WHAT TO PRODUCE
When you reach the records below, output each one exactly.
------------------------------------------------------------
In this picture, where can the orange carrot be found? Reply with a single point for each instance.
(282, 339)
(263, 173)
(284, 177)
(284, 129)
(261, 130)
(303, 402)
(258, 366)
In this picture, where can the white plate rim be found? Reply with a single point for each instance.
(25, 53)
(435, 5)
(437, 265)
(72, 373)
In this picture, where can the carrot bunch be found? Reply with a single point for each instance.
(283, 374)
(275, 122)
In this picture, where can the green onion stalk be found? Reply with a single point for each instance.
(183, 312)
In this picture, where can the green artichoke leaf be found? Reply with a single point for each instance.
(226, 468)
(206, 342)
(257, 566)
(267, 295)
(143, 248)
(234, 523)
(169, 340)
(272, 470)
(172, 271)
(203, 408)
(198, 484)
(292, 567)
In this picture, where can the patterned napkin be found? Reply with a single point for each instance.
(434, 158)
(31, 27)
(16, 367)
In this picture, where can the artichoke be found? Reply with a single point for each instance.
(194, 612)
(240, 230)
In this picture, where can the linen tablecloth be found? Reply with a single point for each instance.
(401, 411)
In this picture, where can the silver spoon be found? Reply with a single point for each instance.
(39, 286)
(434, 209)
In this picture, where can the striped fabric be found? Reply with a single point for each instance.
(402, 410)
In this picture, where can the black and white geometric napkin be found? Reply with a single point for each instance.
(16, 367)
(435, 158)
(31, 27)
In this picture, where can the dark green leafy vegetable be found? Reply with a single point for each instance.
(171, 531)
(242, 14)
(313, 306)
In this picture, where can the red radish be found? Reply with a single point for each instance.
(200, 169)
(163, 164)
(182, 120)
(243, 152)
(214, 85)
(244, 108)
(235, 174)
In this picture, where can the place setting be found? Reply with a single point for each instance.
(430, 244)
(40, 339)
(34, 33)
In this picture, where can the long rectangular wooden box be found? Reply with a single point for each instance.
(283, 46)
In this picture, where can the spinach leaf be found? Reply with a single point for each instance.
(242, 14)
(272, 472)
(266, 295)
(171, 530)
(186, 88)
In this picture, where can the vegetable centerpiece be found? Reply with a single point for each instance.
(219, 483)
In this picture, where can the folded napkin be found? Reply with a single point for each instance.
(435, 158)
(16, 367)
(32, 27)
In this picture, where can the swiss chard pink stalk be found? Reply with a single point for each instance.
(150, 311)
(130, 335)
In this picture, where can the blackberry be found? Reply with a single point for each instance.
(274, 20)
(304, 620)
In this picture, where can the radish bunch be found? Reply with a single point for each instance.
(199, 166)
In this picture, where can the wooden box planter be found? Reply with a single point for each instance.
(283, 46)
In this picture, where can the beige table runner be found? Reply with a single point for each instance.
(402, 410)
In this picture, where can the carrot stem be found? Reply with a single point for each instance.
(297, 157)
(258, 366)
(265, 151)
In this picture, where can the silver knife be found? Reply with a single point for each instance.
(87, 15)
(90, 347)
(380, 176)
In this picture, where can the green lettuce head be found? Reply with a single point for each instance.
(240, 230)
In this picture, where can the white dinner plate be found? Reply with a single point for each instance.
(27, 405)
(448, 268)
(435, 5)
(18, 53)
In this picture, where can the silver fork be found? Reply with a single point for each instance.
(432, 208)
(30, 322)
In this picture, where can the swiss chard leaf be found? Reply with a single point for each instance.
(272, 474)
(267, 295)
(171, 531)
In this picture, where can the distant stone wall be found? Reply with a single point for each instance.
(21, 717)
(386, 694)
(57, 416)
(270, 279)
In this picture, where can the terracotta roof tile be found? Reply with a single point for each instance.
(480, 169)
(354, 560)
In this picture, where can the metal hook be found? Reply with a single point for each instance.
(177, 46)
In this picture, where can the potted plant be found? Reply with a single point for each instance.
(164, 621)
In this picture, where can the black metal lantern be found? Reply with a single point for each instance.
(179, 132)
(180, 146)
------------------------------------------------------------
TASK RESPONSE
In this picture, where can the orange carrot be found? Reply with a single point for each instance.
(282, 339)
(263, 173)
(284, 177)
(284, 129)
(261, 130)
(303, 402)
(258, 366)
In this picture, where can the white plate rim be found? Reply with a single point for each instance.
(25, 53)
(435, 5)
(437, 265)
(72, 373)
In this picture, where can the carrot bunch be found? Reply with a single point for each instance.
(283, 374)
(275, 122)
In this picture, where can the green onion stalk be found? Reply with a single point for each instance.
(183, 312)
In this picture, where can the green artichoke leaf be found? Reply with a single point for each instance.
(226, 468)
(206, 342)
(257, 566)
(267, 295)
(143, 248)
(234, 523)
(169, 340)
(272, 470)
(172, 271)
(203, 408)
(198, 484)
(292, 567)
In this picture, where can the patterned napkin be found? Reply with a single point for each instance.
(434, 158)
(31, 27)
(16, 367)
In this picture, where can the artichoke be found? Reply with a single point for each instance.
(194, 612)
(240, 230)
In this picture, where can the linen tablecloth be found? Reply with a single point for each instance.
(401, 411)
In this picture, where can the silver spoon be found? Reply with a single point for each instance.
(39, 286)
(434, 209)
In this picture, where can the striped fabric be found? Reply with a single point for each instance.
(402, 410)
In this picture, where can the black and white geometric napkin be found? Reply with a single point for each instance.
(16, 367)
(435, 158)
(31, 27)
In this picture, where can the dark green leafy vegetable be found? Reply with a single point for each instance.
(171, 531)
(242, 14)
(313, 306)
In this picture, where can the red radish be found? Reply with a single point for each instance.
(200, 169)
(163, 164)
(182, 120)
(243, 152)
(214, 85)
(244, 108)
(235, 174)
In this picture, where can the place setting be found? Reply with a single point for each instance.
(430, 244)
(40, 339)
(34, 33)
In this picture, where can the long rectangular wooden box be found? Reply with a single point for each instance.
(283, 46)
In this picture, where can the spinach leaf be found? Reply with a single point for each instance.
(242, 14)
(272, 472)
(266, 295)
(171, 530)
(186, 88)
In this picture, where can the vegetable centerpiece be found? Reply with a single point for each instance.
(219, 483)
In this picture, where can the folded napkin be found? Reply with a single point for each instance.
(435, 158)
(16, 367)
(32, 27)
In this picture, where can the swiss chard pink stalk be found? Reply with a single point for each instance.
(150, 311)
(130, 335)
In this picture, where can the blackberry be found? Reply with a single point for each instance.
(274, 20)
(304, 620)
In this picture, where can the radish bunch be found? Reply with a single point for each instance.
(199, 166)
In this picture, where can the wooden box planter be found? Reply with a single point for each instance.
(283, 46)
In this picture, where can the beige table runner be found? Reply with a single point for each instance.
(402, 410)
In this picture, where can the carrot stem be found? Reply with a single point for each instance.
(297, 157)
(258, 366)
(265, 151)
In this picture, where can the silver knife be found? Reply with a single point for each instance.
(87, 15)
(90, 347)
(380, 176)
In this picture, where can the green lettuce head be found? Reply with a single point for each instance.
(240, 230)
In this picture, where can the white dinner plate be found? Reply with a single point for each instance.
(27, 405)
(448, 268)
(435, 5)
(18, 53)
In this picture, where can the silver fork be found? Reply with a single point for each instance.
(432, 208)
(30, 322)
In this picture, where can the swiss chard leaf be found? Reply with a single point for each instance.
(272, 474)
(267, 295)
(171, 531)
In this picture, where can the distant stone wall be found? Reply with a single point for each instance.
(21, 717)
(386, 694)
(57, 416)
(270, 279)
In this picture, where can the terracotta roof tile be found? Reply with a single point for each instance.
(480, 169)
(354, 560)
In this picture, where can the metal hook be found? Reply with a single point for each instance.
(177, 46)
In this picture, where can the potted plant be found? Reply with a single point for each instance.
(164, 621)
In this picture, where can the black metal lantern be found? Reply with a single point for each instance.
(179, 132)
(180, 146)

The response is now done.